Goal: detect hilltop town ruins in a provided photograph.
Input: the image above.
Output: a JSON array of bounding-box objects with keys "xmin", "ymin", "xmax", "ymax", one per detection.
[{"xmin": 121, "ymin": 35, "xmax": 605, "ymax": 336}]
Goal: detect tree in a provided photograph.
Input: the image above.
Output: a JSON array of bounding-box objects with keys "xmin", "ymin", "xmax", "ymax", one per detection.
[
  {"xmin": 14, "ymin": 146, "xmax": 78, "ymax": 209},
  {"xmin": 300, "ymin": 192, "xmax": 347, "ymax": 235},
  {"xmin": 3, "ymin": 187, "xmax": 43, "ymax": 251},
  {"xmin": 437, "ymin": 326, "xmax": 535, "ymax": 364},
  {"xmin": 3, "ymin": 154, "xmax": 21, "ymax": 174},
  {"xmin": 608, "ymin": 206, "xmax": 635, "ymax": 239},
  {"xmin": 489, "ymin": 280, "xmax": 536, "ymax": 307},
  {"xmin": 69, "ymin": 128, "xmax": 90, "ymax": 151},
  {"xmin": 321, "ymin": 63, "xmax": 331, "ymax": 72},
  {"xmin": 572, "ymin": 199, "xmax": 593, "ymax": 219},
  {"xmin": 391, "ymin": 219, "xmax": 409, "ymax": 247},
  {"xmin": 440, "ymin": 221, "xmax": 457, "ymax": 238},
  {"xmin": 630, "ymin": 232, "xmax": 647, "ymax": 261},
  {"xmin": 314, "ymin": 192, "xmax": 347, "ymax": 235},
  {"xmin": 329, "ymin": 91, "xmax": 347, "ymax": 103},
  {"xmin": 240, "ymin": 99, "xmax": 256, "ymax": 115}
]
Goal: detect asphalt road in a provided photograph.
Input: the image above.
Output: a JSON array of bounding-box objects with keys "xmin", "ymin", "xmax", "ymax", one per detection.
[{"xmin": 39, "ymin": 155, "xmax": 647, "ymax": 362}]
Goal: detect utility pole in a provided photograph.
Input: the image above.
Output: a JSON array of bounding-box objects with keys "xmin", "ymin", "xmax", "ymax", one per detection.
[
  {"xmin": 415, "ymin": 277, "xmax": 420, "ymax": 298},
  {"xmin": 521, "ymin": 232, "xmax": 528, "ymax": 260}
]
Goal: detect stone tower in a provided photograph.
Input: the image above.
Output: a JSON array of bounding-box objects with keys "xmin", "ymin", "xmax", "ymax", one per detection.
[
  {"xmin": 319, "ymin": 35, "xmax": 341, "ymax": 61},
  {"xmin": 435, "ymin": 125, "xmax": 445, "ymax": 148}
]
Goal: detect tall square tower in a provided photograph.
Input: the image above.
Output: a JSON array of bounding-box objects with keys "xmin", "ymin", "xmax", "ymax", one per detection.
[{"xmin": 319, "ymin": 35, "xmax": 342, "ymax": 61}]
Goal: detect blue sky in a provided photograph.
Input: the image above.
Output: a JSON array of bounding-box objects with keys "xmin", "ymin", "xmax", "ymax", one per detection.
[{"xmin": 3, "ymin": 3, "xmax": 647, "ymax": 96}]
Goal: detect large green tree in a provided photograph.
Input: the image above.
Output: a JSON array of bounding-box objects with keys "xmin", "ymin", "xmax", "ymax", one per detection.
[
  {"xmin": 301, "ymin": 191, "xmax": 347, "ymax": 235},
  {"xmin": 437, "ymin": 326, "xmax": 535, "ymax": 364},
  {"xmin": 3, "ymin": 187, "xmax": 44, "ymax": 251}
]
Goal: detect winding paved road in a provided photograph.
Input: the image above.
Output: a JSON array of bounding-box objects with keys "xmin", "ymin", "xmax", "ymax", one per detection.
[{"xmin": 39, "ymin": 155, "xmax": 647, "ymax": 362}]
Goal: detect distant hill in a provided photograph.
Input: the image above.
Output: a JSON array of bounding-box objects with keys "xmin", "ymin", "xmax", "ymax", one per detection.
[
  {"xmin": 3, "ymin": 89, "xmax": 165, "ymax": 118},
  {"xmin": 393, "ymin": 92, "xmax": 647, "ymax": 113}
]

• • •

■ **TASK DETAILS**
Word for word, write out all the lines shown above.

■ **FINISHED EXERCISE**
Goal: detect hilltop town ruins in a provided photograph.
Input: the image above.
Output: a JSON array of bounding-box objects with keys "xmin", "ymin", "xmax", "ymax", one per detection.
[{"xmin": 121, "ymin": 35, "xmax": 605, "ymax": 336}]
Goal: detect tree in a provided photograph.
Input: the image above.
Output: a JSON array of bounding-box objects with keys "xmin", "ymin", "xmax", "ymax", one per detection.
[
  {"xmin": 14, "ymin": 146, "xmax": 78, "ymax": 209},
  {"xmin": 300, "ymin": 192, "xmax": 347, "ymax": 235},
  {"xmin": 3, "ymin": 187, "xmax": 43, "ymax": 251},
  {"xmin": 437, "ymin": 326, "xmax": 535, "ymax": 364},
  {"xmin": 3, "ymin": 154, "xmax": 21, "ymax": 174},
  {"xmin": 608, "ymin": 206, "xmax": 635, "ymax": 239},
  {"xmin": 489, "ymin": 280, "xmax": 536, "ymax": 307},
  {"xmin": 69, "ymin": 128, "xmax": 90, "ymax": 151},
  {"xmin": 321, "ymin": 63, "xmax": 331, "ymax": 72},
  {"xmin": 572, "ymin": 199, "xmax": 593, "ymax": 219},
  {"xmin": 391, "ymin": 219, "xmax": 409, "ymax": 247},
  {"xmin": 440, "ymin": 221, "xmax": 457, "ymax": 238},
  {"xmin": 630, "ymin": 232, "xmax": 647, "ymax": 261},
  {"xmin": 314, "ymin": 192, "xmax": 347, "ymax": 235},
  {"xmin": 329, "ymin": 91, "xmax": 347, "ymax": 103},
  {"xmin": 240, "ymin": 99, "xmax": 256, "ymax": 115}
]
Goal: detect asphalt road in a provided photograph.
Input: the image above.
Output: a JSON array of bounding-box objects with keys "xmin", "ymin", "xmax", "ymax", one per detection.
[{"xmin": 39, "ymin": 155, "xmax": 647, "ymax": 362}]
Goal: detect utility pole in a provided photograph.
Input: the image above.
Output: a JSON array of bounding-box objects with keys "xmin", "ymin", "xmax", "ymax", one per detection.
[
  {"xmin": 415, "ymin": 277, "xmax": 420, "ymax": 298},
  {"xmin": 521, "ymin": 232, "xmax": 528, "ymax": 260}
]
Goal: detect stone tower in a provided photograph.
Input: the image above.
Output: a JSON array of bounding-box objects with keys "xmin", "ymin", "xmax", "ymax", one per detection.
[
  {"xmin": 319, "ymin": 35, "xmax": 341, "ymax": 61},
  {"xmin": 435, "ymin": 125, "xmax": 445, "ymax": 148}
]
Goal: detect tall square tower in a provided photograph.
Input: the image above.
Output: a JSON array of bounding-box objects with keys "xmin", "ymin", "xmax", "ymax", one per detection.
[{"xmin": 319, "ymin": 35, "xmax": 342, "ymax": 61}]
Goal: detect blue sky in a provided photograph.
Input: the image above.
Output: a JSON array of bounding-box objects with keys "xmin", "ymin", "xmax", "ymax", one per detection.
[{"xmin": 3, "ymin": 3, "xmax": 647, "ymax": 96}]
Goal: detect large green tree in a provided photograph.
Input: the image above.
Output: a JSON array of bounding-box objects with keys "xmin", "ymin", "xmax", "ymax", one per detection.
[
  {"xmin": 301, "ymin": 191, "xmax": 347, "ymax": 235},
  {"xmin": 437, "ymin": 326, "xmax": 535, "ymax": 364},
  {"xmin": 3, "ymin": 187, "xmax": 44, "ymax": 251}
]
Goal: detect winding paved road in a provided photograph.
Input: the image above.
Output: a JSON array of bounding-box objects with keys "xmin", "ymin", "xmax", "ymax", one per detection.
[{"xmin": 39, "ymin": 155, "xmax": 647, "ymax": 362}]
Goal: detect distant hill in a provided photograph.
Input: the image above.
Output: a JSON array of bounding-box objects with keys "xmin", "ymin", "xmax", "ymax", one per detection.
[
  {"xmin": 3, "ymin": 89, "xmax": 165, "ymax": 118},
  {"xmin": 393, "ymin": 92, "xmax": 647, "ymax": 113}
]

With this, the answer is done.